WHAT NEEDS TO BE DONE
Through to the final line, write out the records below exactly, omitting any images they contain.

Items from a dataset
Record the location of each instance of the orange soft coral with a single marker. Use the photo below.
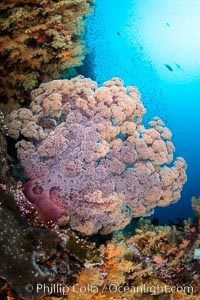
(39, 39)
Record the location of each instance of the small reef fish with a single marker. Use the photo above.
(168, 67)
(178, 66)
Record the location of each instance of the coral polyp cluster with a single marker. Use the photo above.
(39, 39)
(89, 157)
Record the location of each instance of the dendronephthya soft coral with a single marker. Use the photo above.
(89, 157)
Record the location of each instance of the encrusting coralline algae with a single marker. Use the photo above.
(89, 158)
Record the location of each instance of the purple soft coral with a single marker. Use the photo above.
(90, 158)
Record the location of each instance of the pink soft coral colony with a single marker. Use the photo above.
(90, 159)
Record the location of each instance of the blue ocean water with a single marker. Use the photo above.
(155, 45)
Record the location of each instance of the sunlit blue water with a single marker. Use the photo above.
(155, 45)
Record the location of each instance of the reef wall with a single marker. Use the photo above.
(38, 41)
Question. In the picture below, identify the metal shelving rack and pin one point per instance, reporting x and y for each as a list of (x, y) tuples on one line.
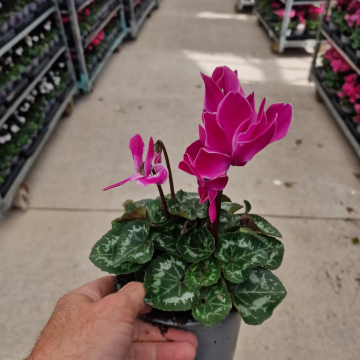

WRITTEN SOLUTION
Record the location of each instance of the orange soft coral with a single marker. Use the photo below.
(39, 39)
Record the location of each instance of the small reef fish with a single marker. Use the photo above.
(168, 67)
(178, 66)
Record the location of each instance of the coral polyp cluster with a single marker. Use the photo above.
(39, 39)
(89, 157)
Record the location of each instance of the dendronephthya soft coral with a single marker. Use the photo above.
(89, 157)
Record the location of each instance of the encrusting coralline algae with a single marker. Use the photo above.
(89, 158)
Record the location of each instance of the purple soft coral with a single marker. Use the photo above.
(90, 158)
Record the location of each instance of the pink soft coral colony with a single marker. Use the photo above.
(90, 159)
Record the location of each instance of the blue ocean water with a single marker. Use the photo above.
(155, 45)
Record the location of each instance of the sunlit blue water with a single marker. Use the photo above.
(155, 45)
Record the location of each instance of the reef wall with a single marker. Use the photo above.
(38, 41)
Question. In the picture below, identify the metal shelving rack and pin one point per instance, reporting x and y for each as a list of (x, y) tuples on one line.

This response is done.